▶ Recorded data:
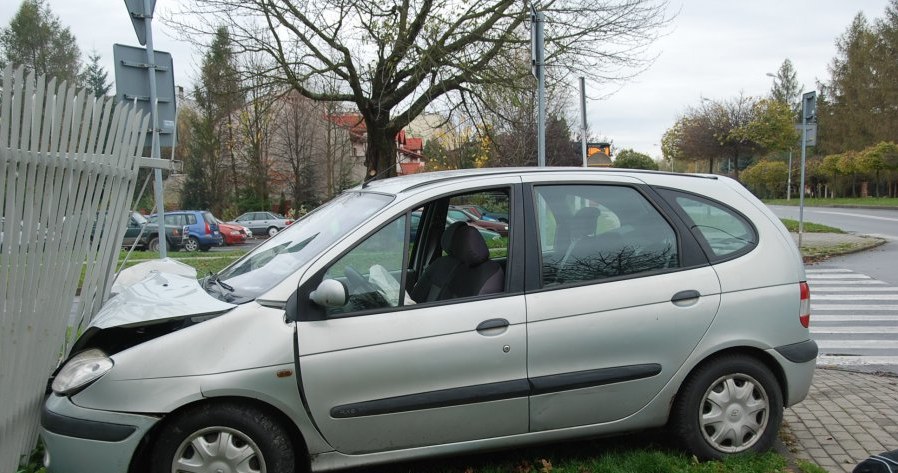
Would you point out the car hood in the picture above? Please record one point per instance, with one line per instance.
--
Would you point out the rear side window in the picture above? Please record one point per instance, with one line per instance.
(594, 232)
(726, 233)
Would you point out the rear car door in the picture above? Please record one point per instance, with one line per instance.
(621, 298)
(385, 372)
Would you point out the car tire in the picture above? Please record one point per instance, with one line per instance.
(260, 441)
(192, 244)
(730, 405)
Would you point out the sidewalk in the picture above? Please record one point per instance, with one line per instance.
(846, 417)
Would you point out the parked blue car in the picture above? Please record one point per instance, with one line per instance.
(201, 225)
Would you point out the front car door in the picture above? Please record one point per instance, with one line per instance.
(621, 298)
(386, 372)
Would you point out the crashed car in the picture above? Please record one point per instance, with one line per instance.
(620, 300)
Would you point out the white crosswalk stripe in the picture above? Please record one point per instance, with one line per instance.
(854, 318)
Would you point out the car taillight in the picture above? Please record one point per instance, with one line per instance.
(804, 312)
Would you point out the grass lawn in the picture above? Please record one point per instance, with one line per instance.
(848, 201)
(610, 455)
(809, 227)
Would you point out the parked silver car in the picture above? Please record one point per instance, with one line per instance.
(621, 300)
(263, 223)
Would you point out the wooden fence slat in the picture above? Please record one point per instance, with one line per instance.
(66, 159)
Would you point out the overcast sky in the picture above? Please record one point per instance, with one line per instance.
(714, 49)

▶ Written problem: Can you find every line above that contains the word "rear" and copy each one?

▶ Answer to this exercise:
Would you point out the rear side window in the picture above? Please record one point per instance, with one line per instance.
Would you point out the rear car door in the picture above? Please record one point per instance, with one line per instance.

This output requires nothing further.